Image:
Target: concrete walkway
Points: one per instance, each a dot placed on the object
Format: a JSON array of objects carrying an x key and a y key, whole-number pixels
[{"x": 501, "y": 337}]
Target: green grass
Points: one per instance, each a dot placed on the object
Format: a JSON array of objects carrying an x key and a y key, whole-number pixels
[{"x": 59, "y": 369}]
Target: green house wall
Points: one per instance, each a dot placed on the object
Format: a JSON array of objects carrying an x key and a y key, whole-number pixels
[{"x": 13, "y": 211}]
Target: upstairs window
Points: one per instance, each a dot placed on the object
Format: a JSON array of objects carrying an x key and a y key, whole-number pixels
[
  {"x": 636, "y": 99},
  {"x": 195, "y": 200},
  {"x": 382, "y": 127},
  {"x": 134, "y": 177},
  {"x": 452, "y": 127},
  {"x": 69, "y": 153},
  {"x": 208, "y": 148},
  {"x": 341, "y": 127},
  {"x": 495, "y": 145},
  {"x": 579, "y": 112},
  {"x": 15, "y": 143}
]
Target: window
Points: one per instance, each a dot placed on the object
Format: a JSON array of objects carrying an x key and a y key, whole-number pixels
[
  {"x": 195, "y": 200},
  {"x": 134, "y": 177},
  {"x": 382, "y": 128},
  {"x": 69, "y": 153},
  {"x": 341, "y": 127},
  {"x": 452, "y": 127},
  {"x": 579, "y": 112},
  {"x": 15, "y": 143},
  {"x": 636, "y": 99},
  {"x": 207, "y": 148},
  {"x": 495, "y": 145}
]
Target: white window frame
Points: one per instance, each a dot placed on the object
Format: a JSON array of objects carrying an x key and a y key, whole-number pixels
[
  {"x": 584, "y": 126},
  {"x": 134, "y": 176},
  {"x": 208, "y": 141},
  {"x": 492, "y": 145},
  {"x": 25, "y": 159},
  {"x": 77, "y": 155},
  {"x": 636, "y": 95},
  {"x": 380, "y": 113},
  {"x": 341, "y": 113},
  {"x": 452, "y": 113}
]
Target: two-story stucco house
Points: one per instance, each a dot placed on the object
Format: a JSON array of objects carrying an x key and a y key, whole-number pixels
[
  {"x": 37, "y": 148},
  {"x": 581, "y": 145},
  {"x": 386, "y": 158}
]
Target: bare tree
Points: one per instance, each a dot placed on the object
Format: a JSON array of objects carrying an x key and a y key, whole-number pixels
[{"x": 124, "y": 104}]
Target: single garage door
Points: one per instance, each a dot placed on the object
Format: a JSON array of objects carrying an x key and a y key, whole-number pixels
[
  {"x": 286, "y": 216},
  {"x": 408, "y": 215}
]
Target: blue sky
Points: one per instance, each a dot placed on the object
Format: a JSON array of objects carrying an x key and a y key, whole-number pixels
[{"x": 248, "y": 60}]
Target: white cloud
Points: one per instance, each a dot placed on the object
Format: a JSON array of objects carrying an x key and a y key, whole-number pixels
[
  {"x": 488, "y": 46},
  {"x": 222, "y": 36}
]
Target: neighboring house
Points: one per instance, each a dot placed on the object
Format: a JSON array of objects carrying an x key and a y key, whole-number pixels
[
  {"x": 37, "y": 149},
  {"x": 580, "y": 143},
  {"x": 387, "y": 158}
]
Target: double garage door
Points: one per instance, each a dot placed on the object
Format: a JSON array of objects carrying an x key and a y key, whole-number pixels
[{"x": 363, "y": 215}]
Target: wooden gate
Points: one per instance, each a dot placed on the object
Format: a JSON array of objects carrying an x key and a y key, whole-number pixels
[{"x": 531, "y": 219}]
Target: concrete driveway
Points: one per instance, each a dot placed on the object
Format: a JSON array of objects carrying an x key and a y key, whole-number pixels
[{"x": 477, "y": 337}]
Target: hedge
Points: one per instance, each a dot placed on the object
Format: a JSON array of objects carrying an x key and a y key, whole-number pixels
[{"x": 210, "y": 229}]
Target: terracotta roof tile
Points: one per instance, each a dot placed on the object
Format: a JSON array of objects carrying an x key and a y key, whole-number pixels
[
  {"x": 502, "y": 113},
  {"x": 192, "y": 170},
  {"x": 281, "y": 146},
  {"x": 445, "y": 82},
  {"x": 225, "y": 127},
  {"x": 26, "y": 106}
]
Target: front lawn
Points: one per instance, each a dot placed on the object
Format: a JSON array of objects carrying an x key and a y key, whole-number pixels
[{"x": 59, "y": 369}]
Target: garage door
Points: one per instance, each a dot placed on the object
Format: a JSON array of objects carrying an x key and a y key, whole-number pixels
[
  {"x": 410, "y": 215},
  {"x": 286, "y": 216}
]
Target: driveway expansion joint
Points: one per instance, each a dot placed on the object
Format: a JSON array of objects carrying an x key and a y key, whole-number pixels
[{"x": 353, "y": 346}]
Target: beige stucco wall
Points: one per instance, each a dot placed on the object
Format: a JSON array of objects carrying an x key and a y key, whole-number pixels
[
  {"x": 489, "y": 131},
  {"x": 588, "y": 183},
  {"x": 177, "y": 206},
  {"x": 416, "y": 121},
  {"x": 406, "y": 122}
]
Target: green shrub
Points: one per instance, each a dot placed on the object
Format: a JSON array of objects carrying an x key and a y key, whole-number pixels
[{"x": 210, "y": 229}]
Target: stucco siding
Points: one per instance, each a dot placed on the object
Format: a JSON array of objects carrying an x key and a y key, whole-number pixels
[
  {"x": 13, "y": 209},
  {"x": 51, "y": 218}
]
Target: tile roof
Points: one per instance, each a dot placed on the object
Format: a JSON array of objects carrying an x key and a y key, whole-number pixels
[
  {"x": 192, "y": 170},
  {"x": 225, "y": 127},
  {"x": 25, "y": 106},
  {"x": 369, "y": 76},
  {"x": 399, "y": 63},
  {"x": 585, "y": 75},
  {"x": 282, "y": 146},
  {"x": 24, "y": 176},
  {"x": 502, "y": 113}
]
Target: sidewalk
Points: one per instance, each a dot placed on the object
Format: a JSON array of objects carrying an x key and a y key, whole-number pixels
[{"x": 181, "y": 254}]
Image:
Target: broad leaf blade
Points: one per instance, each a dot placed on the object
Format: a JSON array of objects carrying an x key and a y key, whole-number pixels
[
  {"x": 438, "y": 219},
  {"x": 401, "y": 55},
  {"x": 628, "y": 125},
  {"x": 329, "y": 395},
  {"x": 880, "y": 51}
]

# # #

▶ Exercise directions:
Give all of the entries again, word for word.

▶ Output of the exercise:
Image:
Target: concrete walkway
Points: one per instance, each a dot placed on the object
Format: a JSON array of objects carrying an x key and a y key, whole-number pixels
[{"x": 501, "y": 337}]
Target: green grass
Points: one per instance, each a dot placed on the object
Format: a JSON array of objects carrying an x key and a y key, whole-number pixels
[{"x": 59, "y": 369}]
Target: green house wall
Points: one per instance, each a dot placed on the object
Format: a JSON array of objects carrying an x key and a y key, whole-number pixels
[{"x": 13, "y": 211}]
Target: upstairs window
Points: one per instance, each a dot placed on the object
Format: a JSON array of objects carrying an x key and a y key, whole-number pixels
[
  {"x": 636, "y": 99},
  {"x": 195, "y": 200},
  {"x": 382, "y": 127},
  {"x": 134, "y": 177},
  {"x": 452, "y": 127},
  {"x": 69, "y": 153},
  {"x": 208, "y": 148},
  {"x": 341, "y": 127},
  {"x": 495, "y": 145},
  {"x": 579, "y": 112},
  {"x": 15, "y": 143}
]
Target: window
Points: one per instance, each a dot placed on the object
Format: a JSON array of objects carrying an x key and a y key, whole-number pixels
[
  {"x": 195, "y": 200},
  {"x": 134, "y": 177},
  {"x": 382, "y": 128},
  {"x": 69, "y": 153},
  {"x": 341, "y": 127},
  {"x": 452, "y": 127},
  {"x": 579, "y": 112},
  {"x": 15, "y": 143},
  {"x": 636, "y": 99},
  {"x": 207, "y": 148},
  {"x": 495, "y": 145}
]
Target: white window frame
Points: one per instance, each a dot placed on the object
Format: a JSON array of objects carrying an x key and a y key, whole-number pixels
[
  {"x": 584, "y": 126},
  {"x": 134, "y": 176},
  {"x": 208, "y": 141},
  {"x": 492, "y": 145},
  {"x": 25, "y": 159},
  {"x": 77, "y": 155},
  {"x": 636, "y": 95},
  {"x": 380, "y": 113},
  {"x": 341, "y": 113},
  {"x": 452, "y": 113}
]
Target: two-story stucco house
Points: one per instance, each a dot placed on the object
Format: a JSON array of objects carrying an x key and a y key, whole-number pixels
[
  {"x": 37, "y": 148},
  {"x": 581, "y": 145},
  {"x": 386, "y": 158}
]
Target: bare tree
Points: one per instance, each a dot placed on the object
Format: a JSON array of objects carrying an x key and a y key, whole-number pixels
[{"x": 124, "y": 104}]
Target: single garage door
Points: one per instance, each a dot placed on the object
Format: a JSON array of objects carrying an x key and a y key, whole-number pixels
[
  {"x": 286, "y": 216},
  {"x": 408, "y": 215}
]
Target: blue sky
Points: one per instance, each a dot placed on the object
Format: a JSON array of objects carrying an x key and a y key, whole-number pixels
[{"x": 248, "y": 60}]
Target: white cloud
Points: one per instance, each a dot placed on the object
Format: a JSON array of objects carrying an x key and a y key, whole-number pixels
[
  {"x": 488, "y": 46},
  {"x": 222, "y": 36}
]
Target: neighboring house
Points: one per instance, each a dot placed on the object
Format: a JSON array of objects carrying an x key and a y key, whole-number pixels
[
  {"x": 37, "y": 149},
  {"x": 580, "y": 143},
  {"x": 387, "y": 158}
]
Target: double garage door
Points: one per instance, each a dot placed on the object
Format: a JSON array of objects carrying an x key and a y key, whole-number pixels
[{"x": 363, "y": 215}]
Target: wooden gate
Points: one per instance, each a dot placed on the object
Format: a JSON array of objects carrying an x key and a y key, whole-number pixels
[{"x": 531, "y": 219}]
Target: concrete driveway
Points: one per instance, each a dot placed on the object
Format: a JSON array of objects carrying an x key and a y key, whole-number pixels
[{"x": 477, "y": 337}]
Target: hedge
Points: one per instance, each a dot placed on the object
Format: a JSON array of objects carrying an x key and a y key, whole-number pixels
[{"x": 210, "y": 229}]
Target: terracotta roof tile
Points: one per instance, each a dot placed on the object
Format: a JSON array of objects carrying an x key and a y key, whole-number pixels
[
  {"x": 502, "y": 113},
  {"x": 192, "y": 170},
  {"x": 281, "y": 146},
  {"x": 445, "y": 82},
  {"x": 225, "y": 127},
  {"x": 26, "y": 106}
]
Target: front lawn
Points: one per instance, each a dot placed on the object
Format: a JSON array of objects carrying an x key and a y key, whole-number pixels
[{"x": 59, "y": 369}]
Target: garage door
Points: one per instance, each a dot placed on the object
Format: a JSON array of objects carrying an x key and a y key, whole-number pixels
[
  {"x": 410, "y": 215},
  {"x": 286, "y": 216}
]
Target: driveway expansion joint
Points: one per instance, each a dot placed on the object
Format: a JSON array of objects carrying an x key and a y key, whole-number pixels
[{"x": 353, "y": 346}]
Target: beige stucco wall
Points: one per instance, each a dot placed on the object
Format: a JSON array of objects carrying an x key and a y key, whole-number pixels
[
  {"x": 489, "y": 131},
  {"x": 588, "y": 183},
  {"x": 177, "y": 206},
  {"x": 416, "y": 121},
  {"x": 406, "y": 122}
]
Target: green shrub
Points: one per instance, each a dot placed on the object
Format: a JSON array of objects carrying an x key and a y key, whole-number pixels
[{"x": 210, "y": 229}]
Target: stucco siding
Points: one per instance, each a dot placed on the object
Format: a JSON array of objects carrying an x key and a y key, whole-number pixels
[
  {"x": 13, "y": 209},
  {"x": 51, "y": 218}
]
Target: tile roof
Points: one per instance, each a dot placed on the object
Format: a JSON array of objects carrying an x key and a y key, whole-number pixels
[
  {"x": 192, "y": 170},
  {"x": 225, "y": 127},
  {"x": 25, "y": 106},
  {"x": 369, "y": 76},
  {"x": 399, "y": 63},
  {"x": 585, "y": 75},
  {"x": 282, "y": 146},
  {"x": 24, "y": 176},
  {"x": 502, "y": 113}
]
Target: sidewalk
Points: one per instance, each a dot placed on the object
Format: a JSON array of objects carrying an x key and a y key, whole-number pixels
[{"x": 181, "y": 254}]
Image:
Target: broad leaf blade
Points: one per instance, each a dot placed on the object
Format: a JSON array of objects carrying an x key and a y key, whole-number pixels
[
  {"x": 438, "y": 219},
  {"x": 401, "y": 55},
  {"x": 628, "y": 125},
  {"x": 329, "y": 395},
  {"x": 880, "y": 51}
]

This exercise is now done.